Questions –
(a) Print the passage from the article on color psychology in design word for word, starting with "When you’re working" and going on through "pink, for instance.".
(b) Answer these questions from the article on color psychology in design:
(i) According to the study called the Impact of Colour in Marketing, up to what share of snap judgments about products can be linked back to color?
(ii) Which other organization's logo does the article note is also blue, in discussing Boots?
(iii) Which color does the article name as one of the core Lego brick colors?

Supplied text –

When you’re working on a design, be it a logo, brochure or 10ft billboard, it can be tempting to go with colours that are most appealing to you. But colours carry specific meanings and the colours we favour personally may not send the right message to your target audience.
In the world of design, colour choices are used to associate brands with specific characteristics or emotions. These cues can be taken from nature, for example fresh green, dangerous red and sunny yellow, while some come from society, like regal purple or feminine pink, for instance.
Over time, these associations have solidified into what’s become known as the psychology of colour. Each colour has some commonly-defining traits, as summarised in the chart below:
We’re programmed to respond to these cues – both positive and negative – and subconsciously interpret colour as we go about our daily lives. Much like our ancestors would have avoided poisonous red mushrooms or yellow stinging wasps, we too have an innate response to colour.
In fact, we’re so used to interpreting colour that it’s thought to have become a part of our decision-making process. A study called the Impact of Colour in Marketing, found that up to 90% of snap judgments made about products can be linked back to colour.
Advertisers and designers are only too aware of these associations and regularly tap into the power of colour choice in their work. To illustrate what we mean, here are a few company logos as examples:
Primary red is one of the core Lego brick colours, but it also sends a message about their company culture. Red tells us that Lego are bold, creative and extremely passionate about what they do. They are not afraid to push the boundaries in order to design new and exciting products for their customers.
Efficiency, intelligence and calmness are values Boots would want their customers to associate with their services. Equally, blue is also thought to be an official, authoritative tone, which lends itself perfectly to Boots as a pharmacy (the NHS logo is also blue).
Conveying luxury, quality and creativity, Cadbury’s signature purple has been used so extensively that many of us would now recognise just the colour alone as their branding. This colour helps to make their product seem more enticing and desirable.

Given information –
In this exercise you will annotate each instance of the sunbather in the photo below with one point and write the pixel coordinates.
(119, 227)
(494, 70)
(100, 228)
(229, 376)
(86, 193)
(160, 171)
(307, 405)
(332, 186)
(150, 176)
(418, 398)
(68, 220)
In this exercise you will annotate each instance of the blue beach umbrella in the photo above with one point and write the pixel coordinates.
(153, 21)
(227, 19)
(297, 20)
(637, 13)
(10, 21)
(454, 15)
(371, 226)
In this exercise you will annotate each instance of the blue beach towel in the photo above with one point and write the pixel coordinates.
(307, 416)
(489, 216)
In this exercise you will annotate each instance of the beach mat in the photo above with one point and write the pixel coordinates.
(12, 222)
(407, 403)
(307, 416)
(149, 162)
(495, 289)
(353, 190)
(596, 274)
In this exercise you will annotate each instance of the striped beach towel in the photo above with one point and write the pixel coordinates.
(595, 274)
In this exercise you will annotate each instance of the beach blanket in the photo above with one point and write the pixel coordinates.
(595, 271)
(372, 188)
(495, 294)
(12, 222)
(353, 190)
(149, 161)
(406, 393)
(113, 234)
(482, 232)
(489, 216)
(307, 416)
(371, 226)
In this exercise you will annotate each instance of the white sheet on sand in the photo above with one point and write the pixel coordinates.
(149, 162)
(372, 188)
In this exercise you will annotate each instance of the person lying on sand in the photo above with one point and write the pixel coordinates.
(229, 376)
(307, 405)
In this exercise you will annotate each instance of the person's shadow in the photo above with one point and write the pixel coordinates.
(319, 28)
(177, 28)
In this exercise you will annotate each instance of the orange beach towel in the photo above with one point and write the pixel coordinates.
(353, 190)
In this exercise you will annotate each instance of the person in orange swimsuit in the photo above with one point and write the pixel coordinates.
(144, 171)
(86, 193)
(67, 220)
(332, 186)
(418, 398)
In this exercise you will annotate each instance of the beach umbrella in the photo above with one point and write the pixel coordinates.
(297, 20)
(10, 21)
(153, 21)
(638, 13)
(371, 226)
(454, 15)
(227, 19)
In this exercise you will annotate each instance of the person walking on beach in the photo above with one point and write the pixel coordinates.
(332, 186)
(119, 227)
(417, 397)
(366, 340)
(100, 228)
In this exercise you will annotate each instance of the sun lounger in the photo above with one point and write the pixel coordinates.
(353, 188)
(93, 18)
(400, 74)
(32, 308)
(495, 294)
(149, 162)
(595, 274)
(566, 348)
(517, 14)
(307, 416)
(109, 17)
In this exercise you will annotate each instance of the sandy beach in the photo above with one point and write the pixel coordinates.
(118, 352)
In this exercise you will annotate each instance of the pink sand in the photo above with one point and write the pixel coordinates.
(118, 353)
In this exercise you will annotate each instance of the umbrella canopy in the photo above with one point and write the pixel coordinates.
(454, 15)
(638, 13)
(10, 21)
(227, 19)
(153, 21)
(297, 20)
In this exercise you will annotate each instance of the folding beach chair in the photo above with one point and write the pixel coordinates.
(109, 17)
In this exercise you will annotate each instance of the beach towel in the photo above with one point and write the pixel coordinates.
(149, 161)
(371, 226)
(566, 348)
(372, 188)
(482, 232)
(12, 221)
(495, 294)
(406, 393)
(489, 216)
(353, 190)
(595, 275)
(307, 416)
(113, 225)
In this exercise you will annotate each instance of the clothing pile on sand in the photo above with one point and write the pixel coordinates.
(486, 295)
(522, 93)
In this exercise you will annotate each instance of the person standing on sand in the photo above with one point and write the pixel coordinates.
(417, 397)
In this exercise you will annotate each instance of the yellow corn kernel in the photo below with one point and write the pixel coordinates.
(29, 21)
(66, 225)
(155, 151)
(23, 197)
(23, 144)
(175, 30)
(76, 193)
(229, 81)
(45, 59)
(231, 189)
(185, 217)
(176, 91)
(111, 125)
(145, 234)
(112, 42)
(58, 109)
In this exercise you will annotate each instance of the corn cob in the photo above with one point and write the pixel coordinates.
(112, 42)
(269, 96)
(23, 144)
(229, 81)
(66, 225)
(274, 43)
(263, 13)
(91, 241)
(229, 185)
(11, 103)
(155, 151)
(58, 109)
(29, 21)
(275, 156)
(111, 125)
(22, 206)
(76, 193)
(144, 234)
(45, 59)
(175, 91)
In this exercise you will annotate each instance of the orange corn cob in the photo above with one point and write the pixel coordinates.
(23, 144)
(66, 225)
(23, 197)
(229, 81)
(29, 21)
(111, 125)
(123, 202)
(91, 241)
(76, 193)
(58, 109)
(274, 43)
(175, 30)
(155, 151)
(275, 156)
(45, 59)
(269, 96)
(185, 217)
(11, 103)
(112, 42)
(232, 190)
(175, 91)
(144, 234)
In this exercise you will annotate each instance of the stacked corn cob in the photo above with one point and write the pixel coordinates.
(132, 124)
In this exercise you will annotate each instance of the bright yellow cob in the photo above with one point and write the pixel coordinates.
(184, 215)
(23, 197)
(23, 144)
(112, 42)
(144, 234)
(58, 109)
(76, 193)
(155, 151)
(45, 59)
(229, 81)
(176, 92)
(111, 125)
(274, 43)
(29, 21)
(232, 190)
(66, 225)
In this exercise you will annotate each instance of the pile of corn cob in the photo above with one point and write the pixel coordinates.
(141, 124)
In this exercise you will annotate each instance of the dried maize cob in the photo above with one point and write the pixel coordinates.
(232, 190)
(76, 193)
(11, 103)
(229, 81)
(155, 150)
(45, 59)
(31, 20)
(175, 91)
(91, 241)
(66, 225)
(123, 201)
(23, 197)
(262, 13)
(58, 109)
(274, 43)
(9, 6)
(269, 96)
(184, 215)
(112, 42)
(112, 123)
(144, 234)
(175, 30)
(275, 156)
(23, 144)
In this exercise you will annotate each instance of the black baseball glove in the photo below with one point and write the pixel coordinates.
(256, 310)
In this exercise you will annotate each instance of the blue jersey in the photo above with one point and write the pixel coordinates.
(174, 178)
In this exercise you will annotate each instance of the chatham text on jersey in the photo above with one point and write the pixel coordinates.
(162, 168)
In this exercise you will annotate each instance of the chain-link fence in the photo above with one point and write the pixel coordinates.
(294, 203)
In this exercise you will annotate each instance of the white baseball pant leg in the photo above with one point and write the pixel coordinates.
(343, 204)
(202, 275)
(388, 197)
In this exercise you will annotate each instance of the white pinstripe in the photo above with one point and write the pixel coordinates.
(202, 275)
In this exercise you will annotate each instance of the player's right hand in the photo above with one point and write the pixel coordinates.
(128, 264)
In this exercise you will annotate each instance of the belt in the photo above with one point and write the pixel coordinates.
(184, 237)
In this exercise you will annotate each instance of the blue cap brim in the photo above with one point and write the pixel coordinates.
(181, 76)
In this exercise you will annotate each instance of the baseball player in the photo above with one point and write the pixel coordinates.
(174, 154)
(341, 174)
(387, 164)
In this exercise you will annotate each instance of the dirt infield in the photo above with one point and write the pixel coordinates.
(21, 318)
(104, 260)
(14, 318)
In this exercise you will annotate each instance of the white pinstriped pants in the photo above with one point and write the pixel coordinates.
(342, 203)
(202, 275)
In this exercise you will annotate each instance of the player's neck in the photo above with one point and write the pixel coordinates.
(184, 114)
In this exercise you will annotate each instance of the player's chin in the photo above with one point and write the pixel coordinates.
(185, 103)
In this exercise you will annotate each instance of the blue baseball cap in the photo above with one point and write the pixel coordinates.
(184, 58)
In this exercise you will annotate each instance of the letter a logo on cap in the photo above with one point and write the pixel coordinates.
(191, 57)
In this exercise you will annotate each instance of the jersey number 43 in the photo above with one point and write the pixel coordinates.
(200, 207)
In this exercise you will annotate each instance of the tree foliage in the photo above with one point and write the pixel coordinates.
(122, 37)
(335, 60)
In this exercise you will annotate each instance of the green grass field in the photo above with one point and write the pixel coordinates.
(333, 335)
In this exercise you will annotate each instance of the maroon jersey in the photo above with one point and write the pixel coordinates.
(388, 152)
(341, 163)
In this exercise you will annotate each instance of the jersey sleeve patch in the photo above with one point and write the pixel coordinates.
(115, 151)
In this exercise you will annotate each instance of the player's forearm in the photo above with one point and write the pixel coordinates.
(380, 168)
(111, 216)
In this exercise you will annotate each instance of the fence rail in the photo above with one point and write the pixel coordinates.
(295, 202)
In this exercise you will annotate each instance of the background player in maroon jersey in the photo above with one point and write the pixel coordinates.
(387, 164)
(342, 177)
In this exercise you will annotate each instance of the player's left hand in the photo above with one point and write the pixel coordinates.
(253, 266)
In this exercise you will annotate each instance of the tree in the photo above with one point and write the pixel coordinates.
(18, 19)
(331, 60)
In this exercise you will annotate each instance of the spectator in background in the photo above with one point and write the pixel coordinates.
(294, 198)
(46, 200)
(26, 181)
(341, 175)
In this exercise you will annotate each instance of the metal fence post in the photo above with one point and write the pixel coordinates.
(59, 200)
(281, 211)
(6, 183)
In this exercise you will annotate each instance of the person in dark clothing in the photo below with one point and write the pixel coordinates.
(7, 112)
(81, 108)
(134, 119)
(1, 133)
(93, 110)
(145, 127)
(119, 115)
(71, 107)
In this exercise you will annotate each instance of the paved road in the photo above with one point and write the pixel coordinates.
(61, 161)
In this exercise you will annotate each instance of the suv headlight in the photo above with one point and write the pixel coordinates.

Responses per task –
(a)
When you’re working on a design, be it a logo, brochure or 10ft billboard, it can be tempting to go with colours that are most appealing to you. But colours carry specific meanings and the colours we favour personally may not send the right message to your target audience.
In the world of design, colour choices are used to associate brands with specific characteristics or emotions. These cues can be taken from nature, for example fresh green, dangerous red and sunny yellow, while some come from society, like regal purple or feminine pink, for instance.

(b)
(i) Up to 90%.
(ii) The NHS.
(iii) Primary red.